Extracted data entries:

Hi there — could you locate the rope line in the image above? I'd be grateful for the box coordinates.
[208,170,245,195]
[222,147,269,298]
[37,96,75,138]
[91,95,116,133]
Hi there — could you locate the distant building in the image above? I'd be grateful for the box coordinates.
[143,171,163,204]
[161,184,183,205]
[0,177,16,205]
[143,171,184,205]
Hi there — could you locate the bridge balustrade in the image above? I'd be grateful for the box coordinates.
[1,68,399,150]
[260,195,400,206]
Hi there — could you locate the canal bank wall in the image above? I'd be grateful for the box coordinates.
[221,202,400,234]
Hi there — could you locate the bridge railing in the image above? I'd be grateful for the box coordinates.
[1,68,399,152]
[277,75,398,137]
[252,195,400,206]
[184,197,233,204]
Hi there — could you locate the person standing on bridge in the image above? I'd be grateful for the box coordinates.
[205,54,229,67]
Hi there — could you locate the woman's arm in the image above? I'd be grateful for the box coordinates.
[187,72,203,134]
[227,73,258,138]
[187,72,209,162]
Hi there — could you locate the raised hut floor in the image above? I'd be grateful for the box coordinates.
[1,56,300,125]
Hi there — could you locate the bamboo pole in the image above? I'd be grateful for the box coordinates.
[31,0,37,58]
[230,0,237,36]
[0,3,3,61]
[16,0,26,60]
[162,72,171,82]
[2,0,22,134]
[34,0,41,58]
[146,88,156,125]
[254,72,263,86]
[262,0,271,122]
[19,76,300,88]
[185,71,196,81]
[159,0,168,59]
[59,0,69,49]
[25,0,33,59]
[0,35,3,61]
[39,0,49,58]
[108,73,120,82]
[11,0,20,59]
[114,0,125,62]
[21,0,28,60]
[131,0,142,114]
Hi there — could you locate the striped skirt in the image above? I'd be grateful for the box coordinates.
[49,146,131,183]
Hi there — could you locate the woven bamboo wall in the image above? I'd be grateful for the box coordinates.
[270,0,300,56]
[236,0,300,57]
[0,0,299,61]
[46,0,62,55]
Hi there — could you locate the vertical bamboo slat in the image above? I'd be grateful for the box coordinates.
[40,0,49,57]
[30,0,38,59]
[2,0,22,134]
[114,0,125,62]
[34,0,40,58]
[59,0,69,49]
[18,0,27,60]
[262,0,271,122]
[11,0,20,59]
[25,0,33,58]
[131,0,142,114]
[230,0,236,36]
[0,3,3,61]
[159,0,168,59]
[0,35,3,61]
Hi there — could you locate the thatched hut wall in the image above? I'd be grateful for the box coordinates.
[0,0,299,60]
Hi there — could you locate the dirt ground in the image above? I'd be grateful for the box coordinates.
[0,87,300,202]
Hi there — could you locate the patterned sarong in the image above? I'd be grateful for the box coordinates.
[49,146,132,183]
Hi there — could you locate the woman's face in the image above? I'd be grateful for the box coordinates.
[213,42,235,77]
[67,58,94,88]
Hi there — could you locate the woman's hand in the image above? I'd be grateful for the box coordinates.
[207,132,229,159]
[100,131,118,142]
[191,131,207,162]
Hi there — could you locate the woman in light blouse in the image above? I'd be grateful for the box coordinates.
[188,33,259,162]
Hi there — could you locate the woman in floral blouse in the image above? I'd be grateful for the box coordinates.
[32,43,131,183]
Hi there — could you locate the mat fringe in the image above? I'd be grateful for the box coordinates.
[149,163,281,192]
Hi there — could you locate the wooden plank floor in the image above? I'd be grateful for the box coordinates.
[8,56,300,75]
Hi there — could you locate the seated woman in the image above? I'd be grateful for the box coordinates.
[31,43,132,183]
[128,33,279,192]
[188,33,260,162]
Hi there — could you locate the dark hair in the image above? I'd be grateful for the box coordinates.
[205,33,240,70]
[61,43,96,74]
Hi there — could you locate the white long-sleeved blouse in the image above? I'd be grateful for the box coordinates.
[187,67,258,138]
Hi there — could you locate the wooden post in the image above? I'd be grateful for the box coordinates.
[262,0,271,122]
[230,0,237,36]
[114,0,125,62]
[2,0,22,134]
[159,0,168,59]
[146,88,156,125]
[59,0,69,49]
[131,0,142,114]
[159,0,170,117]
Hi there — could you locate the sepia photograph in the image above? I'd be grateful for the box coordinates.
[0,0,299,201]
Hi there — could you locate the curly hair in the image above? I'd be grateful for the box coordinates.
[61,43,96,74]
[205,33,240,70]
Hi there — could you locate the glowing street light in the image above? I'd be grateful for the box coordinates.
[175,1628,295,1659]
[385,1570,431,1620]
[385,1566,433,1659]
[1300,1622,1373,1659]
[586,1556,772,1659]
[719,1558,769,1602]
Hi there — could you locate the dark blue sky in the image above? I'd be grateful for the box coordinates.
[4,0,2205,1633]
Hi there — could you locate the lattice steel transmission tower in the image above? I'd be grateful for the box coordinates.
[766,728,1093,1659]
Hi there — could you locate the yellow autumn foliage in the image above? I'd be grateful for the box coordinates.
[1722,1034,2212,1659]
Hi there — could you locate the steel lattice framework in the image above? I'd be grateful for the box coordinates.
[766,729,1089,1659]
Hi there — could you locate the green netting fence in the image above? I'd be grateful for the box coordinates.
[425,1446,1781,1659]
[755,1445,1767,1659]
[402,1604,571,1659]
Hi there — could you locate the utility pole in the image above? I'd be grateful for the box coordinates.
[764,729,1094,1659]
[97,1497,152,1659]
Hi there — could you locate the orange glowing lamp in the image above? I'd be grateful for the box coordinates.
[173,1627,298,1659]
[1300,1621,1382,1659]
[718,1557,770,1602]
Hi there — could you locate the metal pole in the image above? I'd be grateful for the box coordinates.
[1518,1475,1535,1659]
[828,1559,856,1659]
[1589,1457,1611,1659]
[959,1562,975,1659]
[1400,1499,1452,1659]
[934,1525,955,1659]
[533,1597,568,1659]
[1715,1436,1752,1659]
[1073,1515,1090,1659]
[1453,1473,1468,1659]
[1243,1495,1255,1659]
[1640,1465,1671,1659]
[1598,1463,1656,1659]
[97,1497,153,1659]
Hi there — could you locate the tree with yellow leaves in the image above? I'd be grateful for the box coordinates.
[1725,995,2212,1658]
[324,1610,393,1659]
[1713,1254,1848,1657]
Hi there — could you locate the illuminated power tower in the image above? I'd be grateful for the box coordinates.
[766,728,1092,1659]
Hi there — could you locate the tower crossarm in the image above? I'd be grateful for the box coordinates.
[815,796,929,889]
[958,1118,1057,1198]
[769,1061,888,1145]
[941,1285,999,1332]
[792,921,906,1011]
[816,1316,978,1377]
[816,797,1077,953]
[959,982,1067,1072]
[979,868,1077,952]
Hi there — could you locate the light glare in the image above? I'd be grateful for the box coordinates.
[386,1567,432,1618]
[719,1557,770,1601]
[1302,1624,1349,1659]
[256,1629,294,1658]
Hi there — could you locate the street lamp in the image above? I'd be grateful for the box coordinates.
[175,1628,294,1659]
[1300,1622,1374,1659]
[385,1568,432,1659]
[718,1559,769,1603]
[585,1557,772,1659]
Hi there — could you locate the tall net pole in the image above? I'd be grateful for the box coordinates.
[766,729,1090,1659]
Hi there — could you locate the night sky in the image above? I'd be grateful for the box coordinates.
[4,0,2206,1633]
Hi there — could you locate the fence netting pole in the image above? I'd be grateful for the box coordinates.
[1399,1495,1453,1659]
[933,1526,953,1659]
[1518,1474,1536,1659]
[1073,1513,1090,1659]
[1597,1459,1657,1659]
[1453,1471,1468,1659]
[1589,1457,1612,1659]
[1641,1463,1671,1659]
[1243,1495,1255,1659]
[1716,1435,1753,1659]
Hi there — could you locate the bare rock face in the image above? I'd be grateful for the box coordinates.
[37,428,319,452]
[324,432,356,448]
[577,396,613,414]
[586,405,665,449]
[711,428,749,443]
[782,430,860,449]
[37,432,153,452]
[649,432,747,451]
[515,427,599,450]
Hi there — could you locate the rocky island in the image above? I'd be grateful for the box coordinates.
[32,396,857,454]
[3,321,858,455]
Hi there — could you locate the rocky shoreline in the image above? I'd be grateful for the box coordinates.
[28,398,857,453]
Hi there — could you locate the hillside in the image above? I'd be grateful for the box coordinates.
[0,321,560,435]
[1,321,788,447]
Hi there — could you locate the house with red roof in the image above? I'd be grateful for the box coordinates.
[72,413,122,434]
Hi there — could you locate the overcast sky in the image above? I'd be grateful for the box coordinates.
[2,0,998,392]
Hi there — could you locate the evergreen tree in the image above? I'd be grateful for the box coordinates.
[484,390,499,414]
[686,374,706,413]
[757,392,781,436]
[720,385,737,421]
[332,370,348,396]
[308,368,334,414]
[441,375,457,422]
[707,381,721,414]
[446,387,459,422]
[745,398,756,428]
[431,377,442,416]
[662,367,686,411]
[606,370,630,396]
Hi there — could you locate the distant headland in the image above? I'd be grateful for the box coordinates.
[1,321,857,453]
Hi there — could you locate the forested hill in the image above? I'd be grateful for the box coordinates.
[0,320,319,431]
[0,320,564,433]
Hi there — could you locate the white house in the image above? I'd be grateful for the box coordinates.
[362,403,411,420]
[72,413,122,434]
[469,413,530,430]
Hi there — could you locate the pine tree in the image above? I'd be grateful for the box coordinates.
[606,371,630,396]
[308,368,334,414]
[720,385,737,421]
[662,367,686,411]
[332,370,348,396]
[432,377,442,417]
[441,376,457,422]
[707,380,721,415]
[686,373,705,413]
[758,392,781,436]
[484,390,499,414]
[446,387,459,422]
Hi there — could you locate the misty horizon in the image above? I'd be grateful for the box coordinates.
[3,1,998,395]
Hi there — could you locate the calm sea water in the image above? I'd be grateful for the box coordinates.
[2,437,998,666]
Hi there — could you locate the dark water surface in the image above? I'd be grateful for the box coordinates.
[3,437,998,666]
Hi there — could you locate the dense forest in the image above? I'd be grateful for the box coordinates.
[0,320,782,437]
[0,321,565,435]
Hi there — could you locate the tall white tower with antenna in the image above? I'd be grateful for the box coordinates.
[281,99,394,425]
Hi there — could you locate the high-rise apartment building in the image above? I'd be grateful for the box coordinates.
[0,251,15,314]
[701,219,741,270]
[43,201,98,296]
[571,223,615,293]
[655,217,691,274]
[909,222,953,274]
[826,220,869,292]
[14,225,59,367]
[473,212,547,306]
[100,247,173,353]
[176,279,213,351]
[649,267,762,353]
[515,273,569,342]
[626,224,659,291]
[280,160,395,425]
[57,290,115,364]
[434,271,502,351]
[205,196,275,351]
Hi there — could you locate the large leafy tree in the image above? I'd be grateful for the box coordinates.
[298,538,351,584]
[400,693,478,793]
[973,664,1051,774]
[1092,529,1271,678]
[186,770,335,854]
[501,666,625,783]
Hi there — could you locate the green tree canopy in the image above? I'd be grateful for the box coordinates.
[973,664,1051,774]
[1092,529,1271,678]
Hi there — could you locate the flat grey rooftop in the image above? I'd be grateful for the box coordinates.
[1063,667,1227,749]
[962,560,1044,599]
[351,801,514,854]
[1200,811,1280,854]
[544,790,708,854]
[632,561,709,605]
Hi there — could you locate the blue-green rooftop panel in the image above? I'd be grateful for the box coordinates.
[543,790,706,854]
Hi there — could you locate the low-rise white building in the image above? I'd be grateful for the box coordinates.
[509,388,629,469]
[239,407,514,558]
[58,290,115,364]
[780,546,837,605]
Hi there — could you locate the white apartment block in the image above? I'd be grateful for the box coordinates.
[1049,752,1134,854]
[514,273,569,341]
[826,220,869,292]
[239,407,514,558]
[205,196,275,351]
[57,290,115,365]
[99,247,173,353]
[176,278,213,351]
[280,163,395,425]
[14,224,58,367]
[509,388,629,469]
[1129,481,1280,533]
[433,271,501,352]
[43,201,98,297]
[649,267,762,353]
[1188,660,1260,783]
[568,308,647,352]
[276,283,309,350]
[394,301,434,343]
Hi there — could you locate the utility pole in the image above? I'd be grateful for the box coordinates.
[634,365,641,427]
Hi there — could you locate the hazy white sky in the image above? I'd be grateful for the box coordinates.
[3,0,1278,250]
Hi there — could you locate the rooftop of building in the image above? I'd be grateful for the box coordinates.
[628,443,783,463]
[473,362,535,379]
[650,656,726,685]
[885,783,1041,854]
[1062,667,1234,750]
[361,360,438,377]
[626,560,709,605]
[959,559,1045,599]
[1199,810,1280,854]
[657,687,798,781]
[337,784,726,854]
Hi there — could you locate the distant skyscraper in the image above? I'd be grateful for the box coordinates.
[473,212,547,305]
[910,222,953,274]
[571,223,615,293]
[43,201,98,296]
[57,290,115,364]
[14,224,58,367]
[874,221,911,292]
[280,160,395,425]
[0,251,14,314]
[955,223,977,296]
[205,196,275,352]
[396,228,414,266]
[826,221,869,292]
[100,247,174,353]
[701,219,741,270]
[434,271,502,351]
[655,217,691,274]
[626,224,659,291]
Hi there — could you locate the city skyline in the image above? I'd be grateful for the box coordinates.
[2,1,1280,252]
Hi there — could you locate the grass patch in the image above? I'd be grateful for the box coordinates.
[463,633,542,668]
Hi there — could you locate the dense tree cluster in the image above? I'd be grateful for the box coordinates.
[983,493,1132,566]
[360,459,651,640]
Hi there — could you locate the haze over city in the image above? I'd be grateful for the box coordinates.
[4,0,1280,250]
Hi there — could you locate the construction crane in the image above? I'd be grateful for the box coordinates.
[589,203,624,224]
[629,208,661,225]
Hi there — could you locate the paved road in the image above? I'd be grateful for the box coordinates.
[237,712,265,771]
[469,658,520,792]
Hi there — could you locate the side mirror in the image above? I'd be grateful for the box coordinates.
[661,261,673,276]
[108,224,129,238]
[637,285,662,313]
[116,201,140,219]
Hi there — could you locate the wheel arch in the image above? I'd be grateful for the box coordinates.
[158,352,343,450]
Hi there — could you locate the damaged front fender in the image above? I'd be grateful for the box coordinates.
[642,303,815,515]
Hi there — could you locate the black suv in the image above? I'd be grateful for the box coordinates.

What the task asks:
No line before the one containing "Hi there — could you locate the haze" belongs in the answer; give again exactly that line and all lines after it through the end of the data.

Completed exercise:
Hi there — could you locate the haze over city in the image above? I'd be grateful for the box coordinates.
[4,0,1280,250]
Hi there — could you locate the construction crane in the image above? I'd be grateful for the box coordinates.
[589,203,624,224]
[629,208,661,225]
Hi there — could you locate the paved road in the image above? I'd be grateful for the box coordinates.
[237,712,265,771]
[469,658,520,792]
Hi there — could you locate the side mirror in the image above? I'd be grateful for the box coordinates.
[661,261,673,276]
[108,224,129,238]
[637,285,662,313]
[116,201,140,219]
Hi there — could you locate the wheel arch in the image above? I'd be grateful for the box coordinates.
[158,352,343,450]
Hi there — could you locate the damaged front fender in the image above? I'd be grateful for the box coordinates.
[642,303,815,515]
Hi there — could you locate the black suv in the image above? I'd be grateful for the box coordinates.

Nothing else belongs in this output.